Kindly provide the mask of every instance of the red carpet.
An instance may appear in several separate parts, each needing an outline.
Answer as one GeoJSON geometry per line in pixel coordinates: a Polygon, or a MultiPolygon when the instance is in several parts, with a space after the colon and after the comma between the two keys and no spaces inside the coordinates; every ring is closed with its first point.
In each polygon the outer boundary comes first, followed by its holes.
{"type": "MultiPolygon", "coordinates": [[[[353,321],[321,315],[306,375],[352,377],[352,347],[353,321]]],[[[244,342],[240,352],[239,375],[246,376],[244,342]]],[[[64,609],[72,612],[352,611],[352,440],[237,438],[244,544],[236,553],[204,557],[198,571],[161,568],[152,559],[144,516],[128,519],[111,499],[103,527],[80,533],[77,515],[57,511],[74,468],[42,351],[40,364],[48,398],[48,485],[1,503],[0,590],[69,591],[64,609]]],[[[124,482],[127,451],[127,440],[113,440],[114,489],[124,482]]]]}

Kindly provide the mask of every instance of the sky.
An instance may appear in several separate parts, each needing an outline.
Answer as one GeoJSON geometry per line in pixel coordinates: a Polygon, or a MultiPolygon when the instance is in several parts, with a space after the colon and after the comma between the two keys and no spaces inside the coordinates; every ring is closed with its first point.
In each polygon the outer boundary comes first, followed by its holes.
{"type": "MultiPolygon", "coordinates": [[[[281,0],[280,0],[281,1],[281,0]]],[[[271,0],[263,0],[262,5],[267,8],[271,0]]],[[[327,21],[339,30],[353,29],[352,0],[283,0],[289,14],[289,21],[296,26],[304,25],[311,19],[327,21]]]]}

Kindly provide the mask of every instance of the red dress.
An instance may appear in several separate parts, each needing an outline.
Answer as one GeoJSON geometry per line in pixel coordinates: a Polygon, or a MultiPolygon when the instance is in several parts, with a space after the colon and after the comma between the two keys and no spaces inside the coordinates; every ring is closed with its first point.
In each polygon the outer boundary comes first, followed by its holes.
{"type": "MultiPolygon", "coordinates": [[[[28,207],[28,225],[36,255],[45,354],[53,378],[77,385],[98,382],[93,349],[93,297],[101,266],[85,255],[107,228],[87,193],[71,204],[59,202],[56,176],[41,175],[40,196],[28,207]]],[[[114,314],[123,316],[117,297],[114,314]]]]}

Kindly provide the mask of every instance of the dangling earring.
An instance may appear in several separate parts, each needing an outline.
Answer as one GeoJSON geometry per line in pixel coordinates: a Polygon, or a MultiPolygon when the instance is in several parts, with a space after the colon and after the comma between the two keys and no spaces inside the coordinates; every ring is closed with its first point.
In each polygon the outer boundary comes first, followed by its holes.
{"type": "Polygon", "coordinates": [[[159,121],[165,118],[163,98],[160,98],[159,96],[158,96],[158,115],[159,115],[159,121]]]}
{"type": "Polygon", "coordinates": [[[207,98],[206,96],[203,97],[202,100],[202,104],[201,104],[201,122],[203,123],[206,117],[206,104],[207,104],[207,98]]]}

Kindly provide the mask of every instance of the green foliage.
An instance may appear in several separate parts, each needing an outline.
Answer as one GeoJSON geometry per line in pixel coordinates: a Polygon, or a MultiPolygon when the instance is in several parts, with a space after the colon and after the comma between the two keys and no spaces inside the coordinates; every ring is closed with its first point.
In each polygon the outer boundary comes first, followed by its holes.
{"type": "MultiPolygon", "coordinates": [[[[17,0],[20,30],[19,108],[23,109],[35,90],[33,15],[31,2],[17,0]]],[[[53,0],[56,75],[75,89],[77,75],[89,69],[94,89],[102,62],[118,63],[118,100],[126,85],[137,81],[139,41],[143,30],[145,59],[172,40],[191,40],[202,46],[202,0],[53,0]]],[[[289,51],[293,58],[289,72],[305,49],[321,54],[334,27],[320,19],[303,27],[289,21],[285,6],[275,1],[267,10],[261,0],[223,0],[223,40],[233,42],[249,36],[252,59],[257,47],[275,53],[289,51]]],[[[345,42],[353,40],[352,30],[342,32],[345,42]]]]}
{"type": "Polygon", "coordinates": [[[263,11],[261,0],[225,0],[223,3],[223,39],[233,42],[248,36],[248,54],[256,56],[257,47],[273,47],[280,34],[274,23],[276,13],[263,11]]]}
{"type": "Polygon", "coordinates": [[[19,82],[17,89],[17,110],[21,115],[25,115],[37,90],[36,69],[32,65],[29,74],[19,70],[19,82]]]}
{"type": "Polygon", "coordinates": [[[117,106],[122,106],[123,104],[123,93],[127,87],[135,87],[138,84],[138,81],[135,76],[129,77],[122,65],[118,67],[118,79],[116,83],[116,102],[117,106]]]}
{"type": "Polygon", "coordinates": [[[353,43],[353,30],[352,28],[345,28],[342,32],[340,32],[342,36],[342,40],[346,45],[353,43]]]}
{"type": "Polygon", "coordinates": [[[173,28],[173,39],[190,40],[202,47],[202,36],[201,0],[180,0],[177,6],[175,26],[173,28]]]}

**Task directions**
Give back the complete data, each line unchanged.

**Answer to this task**
Kindly provide the mask of every instance of the red carpet.
An instance may appear in several separate parts, each needing an outline.
Answer as one GeoJSON geometry per line in pixel coordinates: a Polygon, or a MultiPolygon when the instance is in several parts, with a space after the colon and after the comma between the two keys and no spaces inside the coordinates; every ring is closed with its first point.
In each polygon the outer boundary comes first, followed by its holes.
{"type": "MultiPolygon", "coordinates": [[[[353,321],[321,315],[306,375],[352,377],[352,347],[353,321]]],[[[244,342],[240,352],[239,375],[246,376],[244,342]]],[[[64,609],[72,612],[352,611],[352,440],[237,438],[244,544],[236,553],[204,557],[198,571],[161,568],[152,559],[144,516],[128,519],[111,499],[103,527],[80,533],[77,515],[57,511],[74,468],[42,351],[40,364],[48,398],[48,485],[1,503],[0,590],[69,591],[64,609]]],[[[124,482],[127,451],[127,440],[113,440],[114,489],[124,482]]]]}

Kindly provide the mask of every instance of the sky.
An instance may appear in several separate parts, each needing an outline.
Answer as one GeoJSON geometry per line in pixel coordinates: a Polygon, or a MultiPolygon when the instance is in several parts, with a space after the colon and after the comma between the two keys and no spaces inside the coordinates; every ring is closed with its first point.
In each polygon the outer boundary comes first, followed by its holes.
{"type": "MultiPolygon", "coordinates": [[[[281,0],[280,0],[281,1],[281,0]]],[[[271,0],[263,0],[262,5],[267,8],[271,0]]],[[[327,21],[339,30],[353,29],[352,0],[283,0],[289,14],[289,21],[296,26],[304,25],[311,19],[327,21]]]]}

Kindly provide the mask of every instance of the red dress.
An instance may appear in several separate parts, each needing an outline.
Answer as one GeoJSON geometry per line in pixel coordinates: a Polygon, or a MultiPolygon when the instance is in several parts, with a space after the colon and after the comma between the two keys and no spaces inside the coordinates; every ring is closed with its first point.
In each polygon the outer boundary comes first, followed by its holes.
{"type": "MultiPolygon", "coordinates": [[[[28,207],[28,225],[36,255],[45,354],[53,378],[77,385],[98,382],[93,349],[93,297],[101,266],[85,255],[107,228],[87,193],[71,204],[59,202],[56,176],[41,175],[40,196],[28,207]]],[[[114,314],[123,316],[117,297],[114,314]]]]}

Kindly provide the mask of every instance of the dangling earring.
An instance may appear in several separate parts, each needing an outline.
Answer as one GeoJSON geometry per line in pixel coordinates: a Polygon, or a MultiPolygon when the instance is in several parts, with a space after the colon and after the comma between the two keys and no spaces inside the coordinates; every ring is closed with its first point.
In each polygon the outer boundary comes first, followed by its holes.
{"type": "Polygon", "coordinates": [[[159,121],[165,118],[163,98],[160,98],[159,96],[158,96],[158,115],[159,115],[159,121]]]}
{"type": "Polygon", "coordinates": [[[207,98],[206,96],[203,97],[202,100],[202,104],[201,104],[201,122],[203,123],[206,117],[206,104],[207,104],[207,98]]]}

Kindly provide the mask of every instance of the green foliage.
An instance may appear in several separate parts, each needing an outline.
Answer as one GeoJSON geometry per line in pixel coordinates: a Polygon, or a MultiPolygon when the instance is in several parts, with a space after the colon and after the comma between the two keys and no spaces inside the coordinates; every ring is closed with its first point.
In each polygon the outer boundary comes first, followed by its holes.
{"type": "MultiPolygon", "coordinates": [[[[17,0],[20,30],[19,108],[23,109],[35,90],[33,15],[31,2],[17,0]]],[[[53,0],[56,75],[75,89],[77,75],[89,69],[94,89],[102,62],[118,63],[118,100],[126,85],[137,81],[139,41],[143,30],[145,59],[172,40],[191,40],[202,46],[202,0],[53,0]]],[[[289,51],[293,58],[289,72],[305,49],[321,54],[334,27],[320,19],[303,27],[289,21],[285,6],[275,1],[267,10],[261,0],[223,0],[223,40],[233,42],[249,36],[252,59],[257,47],[275,53],[289,51]]],[[[345,42],[353,40],[352,30],[342,32],[345,42]]]]}
{"type": "Polygon", "coordinates": [[[263,11],[261,0],[225,0],[223,3],[223,39],[233,42],[248,36],[248,54],[256,56],[257,47],[273,47],[280,34],[274,23],[276,13],[263,11]]]}
{"type": "Polygon", "coordinates": [[[19,82],[17,89],[17,110],[21,115],[25,115],[37,90],[36,69],[32,65],[29,74],[19,70],[19,82]]]}
{"type": "Polygon", "coordinates": [[[117,106],[122,106],[123,104],[123,93],[127,87],[135,87],[138,84],[138,81],[135,76],[129,77],[122,65],[118,67],[118,79],[116,83],[116,102],[117,106]]]}
{"type": "Polygon", "coordinates": [[[353,43],[353,30],[352,28],[345,28],[342,32],[340,32],[342,36],[342,40],[346,45],[353,43]]]}
{"type": "Polygon", "coordinates": [[[173,28],[173,39],[190,40],[202,47],[202,36],[201,0],[180,0],[177,6],[175,26],[173,28]]]}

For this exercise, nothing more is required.